*** TEXT SEGMENT ***

Union awards honour contributions in the field of tuberculosis
Prof Digambar Behera, an Indian chest physician who helped persuade his colleagues to support the guidelines of India’s Revised National Tuberculosis Control Programme in the 1990s, and Dr Rod Escombe, a young researcher who has studied the impact of natural ventilation on TB transmission, received the 2009 Union Awards on 4 December 2009 at the 40th Union World Conference on Lung Health in Cancún, Mexico.
Prof Behera of New Delhi received the Karel Styblo Award for Public Health, which acknowledges a health worker (physician or lay person) or a community organisation for contributions to tuberculosis control or non-tuberculous lung disease over a period of 10 years.
Prof Behera has been active in patient care, research, teaching and advocating for lung health for more than 30 years. He is currently the Director of the LRS Institute of Tuberculosis and Respiratory Diseases, New Delhi and a professor in the Department of Pulmonary Medicine at the Postgraduate Institute of Medical Education & Research there. Under his leadership, the Institute conducted pilot-tests of DOTS-Plus that were subsequently the basis for countrywide DOTS Plus. As a National Reference Laboratory, the Institute is testing the FIND-supported MGIT system for rapid liquid cultures and DST testing and has procured a molecular research lab capable of creating a genetic fingerprinting data base of Mycobacteria for this region.

*** End of TEXT SEGMENT ***
*** INFORMATION GIVEN ***

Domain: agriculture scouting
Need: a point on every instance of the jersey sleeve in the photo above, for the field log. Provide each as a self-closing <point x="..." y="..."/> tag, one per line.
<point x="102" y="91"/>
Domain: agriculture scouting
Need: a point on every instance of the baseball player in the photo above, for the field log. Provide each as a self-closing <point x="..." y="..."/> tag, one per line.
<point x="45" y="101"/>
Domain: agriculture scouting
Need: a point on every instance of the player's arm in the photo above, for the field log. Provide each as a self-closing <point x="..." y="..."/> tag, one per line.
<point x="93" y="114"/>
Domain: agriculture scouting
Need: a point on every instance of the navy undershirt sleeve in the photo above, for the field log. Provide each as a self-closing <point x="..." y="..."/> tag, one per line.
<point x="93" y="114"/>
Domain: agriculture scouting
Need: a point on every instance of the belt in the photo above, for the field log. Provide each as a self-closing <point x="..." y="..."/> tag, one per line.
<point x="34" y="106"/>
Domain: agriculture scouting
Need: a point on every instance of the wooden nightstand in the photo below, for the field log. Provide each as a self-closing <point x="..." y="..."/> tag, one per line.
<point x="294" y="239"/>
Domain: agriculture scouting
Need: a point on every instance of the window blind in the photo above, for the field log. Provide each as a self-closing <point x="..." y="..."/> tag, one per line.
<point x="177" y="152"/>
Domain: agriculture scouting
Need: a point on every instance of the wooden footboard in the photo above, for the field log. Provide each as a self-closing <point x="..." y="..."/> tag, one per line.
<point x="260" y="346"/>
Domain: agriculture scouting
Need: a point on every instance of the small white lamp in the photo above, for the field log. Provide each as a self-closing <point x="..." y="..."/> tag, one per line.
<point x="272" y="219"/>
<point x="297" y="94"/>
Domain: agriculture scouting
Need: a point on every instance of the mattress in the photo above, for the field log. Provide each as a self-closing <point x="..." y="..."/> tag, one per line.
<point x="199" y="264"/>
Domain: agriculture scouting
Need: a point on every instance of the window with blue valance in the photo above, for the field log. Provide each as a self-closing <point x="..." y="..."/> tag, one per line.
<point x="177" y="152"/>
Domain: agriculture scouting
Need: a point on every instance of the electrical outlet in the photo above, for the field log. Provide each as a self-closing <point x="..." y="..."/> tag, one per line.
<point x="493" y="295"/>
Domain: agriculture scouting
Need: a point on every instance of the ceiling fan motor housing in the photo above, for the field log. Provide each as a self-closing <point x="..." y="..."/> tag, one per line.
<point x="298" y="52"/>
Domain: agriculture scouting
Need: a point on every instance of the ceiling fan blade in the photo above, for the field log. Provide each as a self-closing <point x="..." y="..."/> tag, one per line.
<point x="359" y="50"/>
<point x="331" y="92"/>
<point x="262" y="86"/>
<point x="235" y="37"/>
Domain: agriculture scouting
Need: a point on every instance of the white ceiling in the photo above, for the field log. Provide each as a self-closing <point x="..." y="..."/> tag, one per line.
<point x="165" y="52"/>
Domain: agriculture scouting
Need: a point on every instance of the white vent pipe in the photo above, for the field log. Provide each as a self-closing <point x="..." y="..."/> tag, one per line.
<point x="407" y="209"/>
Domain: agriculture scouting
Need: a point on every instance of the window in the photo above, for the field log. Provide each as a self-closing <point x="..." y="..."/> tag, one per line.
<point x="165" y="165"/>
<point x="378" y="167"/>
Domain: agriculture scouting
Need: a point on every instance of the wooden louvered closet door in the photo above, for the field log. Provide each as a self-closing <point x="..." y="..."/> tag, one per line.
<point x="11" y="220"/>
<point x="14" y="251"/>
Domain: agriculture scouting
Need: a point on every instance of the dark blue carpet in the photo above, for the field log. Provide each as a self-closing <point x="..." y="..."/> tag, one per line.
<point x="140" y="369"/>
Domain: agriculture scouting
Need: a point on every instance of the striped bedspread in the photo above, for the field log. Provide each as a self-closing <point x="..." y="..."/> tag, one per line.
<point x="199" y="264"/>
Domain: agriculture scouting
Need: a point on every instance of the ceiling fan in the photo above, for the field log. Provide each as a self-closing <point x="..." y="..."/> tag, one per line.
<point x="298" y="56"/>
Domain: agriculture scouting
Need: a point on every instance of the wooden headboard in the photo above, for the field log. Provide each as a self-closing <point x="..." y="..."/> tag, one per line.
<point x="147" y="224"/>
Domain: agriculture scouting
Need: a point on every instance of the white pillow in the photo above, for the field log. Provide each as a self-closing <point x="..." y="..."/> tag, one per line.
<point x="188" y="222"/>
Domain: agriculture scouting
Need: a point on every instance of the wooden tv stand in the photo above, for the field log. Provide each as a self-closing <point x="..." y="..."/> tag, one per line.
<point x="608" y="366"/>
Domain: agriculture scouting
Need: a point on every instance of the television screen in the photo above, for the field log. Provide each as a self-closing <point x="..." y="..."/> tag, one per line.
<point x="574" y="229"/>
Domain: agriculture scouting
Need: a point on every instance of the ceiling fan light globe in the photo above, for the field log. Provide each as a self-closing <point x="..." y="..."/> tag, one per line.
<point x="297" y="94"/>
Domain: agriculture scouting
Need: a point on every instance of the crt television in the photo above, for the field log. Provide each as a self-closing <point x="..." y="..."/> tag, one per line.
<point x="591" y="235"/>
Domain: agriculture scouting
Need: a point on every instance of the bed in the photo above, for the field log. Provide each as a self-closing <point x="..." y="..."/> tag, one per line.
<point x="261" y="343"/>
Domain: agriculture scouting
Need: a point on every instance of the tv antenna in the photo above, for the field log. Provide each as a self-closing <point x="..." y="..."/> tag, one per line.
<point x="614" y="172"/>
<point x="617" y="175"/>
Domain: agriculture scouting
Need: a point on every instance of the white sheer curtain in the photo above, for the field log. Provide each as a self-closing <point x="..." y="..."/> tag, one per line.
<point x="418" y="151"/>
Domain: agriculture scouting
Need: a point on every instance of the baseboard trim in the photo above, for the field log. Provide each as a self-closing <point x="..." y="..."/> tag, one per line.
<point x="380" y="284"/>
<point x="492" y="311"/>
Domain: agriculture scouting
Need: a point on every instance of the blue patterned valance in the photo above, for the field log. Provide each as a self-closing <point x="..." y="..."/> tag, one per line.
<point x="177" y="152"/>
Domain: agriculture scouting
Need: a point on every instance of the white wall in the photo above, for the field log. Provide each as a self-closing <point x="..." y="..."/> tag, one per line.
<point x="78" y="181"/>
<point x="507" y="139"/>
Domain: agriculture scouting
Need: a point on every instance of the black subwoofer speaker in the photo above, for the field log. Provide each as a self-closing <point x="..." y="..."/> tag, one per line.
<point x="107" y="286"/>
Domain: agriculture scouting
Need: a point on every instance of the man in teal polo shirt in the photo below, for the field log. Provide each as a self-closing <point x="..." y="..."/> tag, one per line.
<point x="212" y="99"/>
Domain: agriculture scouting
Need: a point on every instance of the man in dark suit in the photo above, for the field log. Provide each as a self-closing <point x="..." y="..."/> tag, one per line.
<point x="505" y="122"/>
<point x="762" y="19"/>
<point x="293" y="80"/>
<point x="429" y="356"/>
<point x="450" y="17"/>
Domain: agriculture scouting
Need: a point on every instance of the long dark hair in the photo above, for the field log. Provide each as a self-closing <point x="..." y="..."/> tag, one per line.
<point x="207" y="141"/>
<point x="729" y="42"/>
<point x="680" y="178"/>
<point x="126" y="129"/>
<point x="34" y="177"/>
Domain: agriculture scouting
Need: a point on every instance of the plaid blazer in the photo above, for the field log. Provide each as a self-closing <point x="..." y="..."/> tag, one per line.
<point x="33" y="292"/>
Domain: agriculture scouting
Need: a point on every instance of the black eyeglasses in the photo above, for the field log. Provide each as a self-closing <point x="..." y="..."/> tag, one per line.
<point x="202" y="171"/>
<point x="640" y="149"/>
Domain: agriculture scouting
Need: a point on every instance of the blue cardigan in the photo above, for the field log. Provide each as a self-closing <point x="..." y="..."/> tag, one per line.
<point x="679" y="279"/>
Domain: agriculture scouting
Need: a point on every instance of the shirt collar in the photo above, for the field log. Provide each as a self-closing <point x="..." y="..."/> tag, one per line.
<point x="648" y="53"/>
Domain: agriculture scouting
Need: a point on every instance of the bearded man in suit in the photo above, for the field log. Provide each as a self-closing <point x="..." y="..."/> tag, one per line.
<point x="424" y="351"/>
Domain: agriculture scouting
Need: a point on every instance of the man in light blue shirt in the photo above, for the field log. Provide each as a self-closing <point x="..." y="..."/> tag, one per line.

*** End of INFORMATION GIVEN ***

**WHAT YOU ARE ASKED TO DO:** Print the part of the Union awards text above between "Prof Behera has" and "for this region.", inclusive, without changing any words.

**ANSWER FOR THE TASK:**
Prof Behera has been active in patient care, research, teaching and advocating for lung health for more than 30 years. He is currently the Director of the LRS Institute of Tuberculosis and Respiratory Diseases, New Delhi and a professor in the Department of Pulmonary Medicine at the Postgraduate Institute of Medical Education & Research there. Under his leadership, the Institute conducted pilot-tests of DOTS-Plus that were subsequently the basis for countrywide DOTS Plus. As a National Reference Laboratory, the Institute is testing the FIND-supported MGIT system for rapid liquid cultures and DST testing and has procured a molecular research lab capable of creating a genetic fingerprinting data base of Mycobacteria for this region.